◆ Apply what you read ◆
[1] According to the genealogy question list, what do the research agent questions assume the system can reach out to?
[2] Please write out the genealogy question list from "5. Analytical /" to "in my tree?", replacing "ancestors" with "forebears".

◆ Reading passage ◆
--- START ---
2.1 Relationship puzzles
– Given that A is described as a “half-sister” of B and C is an “aunt” of D, how might they all be related?
– If X is my great-grandfather and Y is my DNA match at ~200 cM, what are the possible relationships?
– Could X and Y be the same person given these dates and places?
– Is it possible that A is the father of B given their birth years and locations?
2.2 Slot-filling / where-do-they-fit questions
– I have an unnamed child born around 1885 in this family—where might they fit among these siblings?
– Could this “Mary Smith” be the same as the “Mary Ann Smith” in this other record?
– Which branch of the tree is the most likely place for this mystery person to belong?
– Given these constraints (age, place, surname), who are the candidate parents for X?
2.3 Conflict resolution
– Two records give different birth years for X—what is the most likely year?
– One source says X was born in County A, another in County B—how can this be reconciled?
– Could these two conflicting trees both be partially correct? If so, how?
2.4 Pattern & anomaly detection
– Are there any suspicious gaps in births in this family that might indicate missing children?
– Are there any improbable ages at marriage or childbirth that suggest an error?
– Does this tree show any repeated naming patterns that might hint at missing relatives?
3. Research agent – external records & discovery
These questions assume the system can reach out to Ancestry, FreeBMD, MyHeritage, etc.
3.1 Record search
– Find all birth registrations for a “John Smith” born around 1870 in Lancashire.
– Find census records for X in the 1901 and 1911 censuses.
– Search for a marriage between X and Y between 1890 and 1900 in England.
– Find immigration records for X travelling to Canada between 1920 and 1930.
3.2 Record ranking & suggestion
– Which of these three birth records is the most likely match for X?
– Given X’s parents and location, which of these census entries is the best fit?
– Suggest possible candidates for X’s parents from available records.
3.3 Gap-filling suggestions
– What records should I look for next to confirm X’s parents?
– Which sources might help resolve this conflict between two possible birthplaces?
– Are there parish records that might contain X’s baptism?
4. Normalisation agent – data quality, cleaning, and structure
These are the “make the data sane” questions.
4.1 Name normalisation & variants
– Are “Eliza Smith” and “Elizabeth Smith” likely to be the same person?
– List all variant spellings of the surname “Macdonald” in this tree.
– Group people whose names differ only by common nicknames (e.g., “Bill” vs “William”).
4.2 Date & place normalisation
– Normalise all dates to ISO format.
– Standardise place names to modern county boundaries.
– Identify records with incomplete or ambiguous dates (e.g., “about 1850”, “before 1871”).
4.3 Duplicate detection
– Identify possible duplicate individuals in this tree.
– Are these two records for “John Smith” likely to be the same person?
– Merge these two candidate profiles and highlight conflicts.
4.4 Structural sanity checks
– Flag any cases where a parent is younger than their child.
– Flag any births where the mother would have been under 13 or over 55.
– Flag overlapping marriages that suggest bigamy or data errors.
5. Analytical / overview questions (cross-agent)
– These can be answered by combining retrieval + light inference.
– Which branch of my tree has the most descendants?
– Which ancestors had the most children?
– Which families experienced the highest child mortality?
– Which ancestors emigrated, and where did they go?
– Show a timeline of major events for X’s direct ancestors.
– Which surnames appear most frequently in my tree?
– Which places are most common in my family history?
6. UX / assistant-style questions (meta)
These are not genealogy facts, but they matter for the product.
– What kinds of questions can you answer about my tree?
– Show me examples of interesting questions I could ask.
– Explain how you calculated the relationship between X and Y.
– Why do you think these two people might be the same?
– What data is missing that would help answer this question better?
--- END ---
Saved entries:
--- START ---
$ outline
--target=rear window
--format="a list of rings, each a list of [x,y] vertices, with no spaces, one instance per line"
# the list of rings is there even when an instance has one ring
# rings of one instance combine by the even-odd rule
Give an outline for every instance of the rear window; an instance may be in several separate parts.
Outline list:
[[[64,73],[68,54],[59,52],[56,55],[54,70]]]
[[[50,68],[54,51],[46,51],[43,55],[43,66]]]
--- END ---
◆ Task-by-task solutions ◆
[1] Ancestry, FreeBMD, MyHeritage, etc.

[2]
5. Analytical / overview questions (cross-agent)
– These can be answered by combining retrieval + light inference.
– Which branch of my tree has the most descendants?
– Which forebears had the most children?
– Which families experienced the highest child mortality?
– Which forebears emigrated, and where did they go?
– Show a timeline of major events for X’s direct forebears.
– Which surnames appear most frequently in my tree?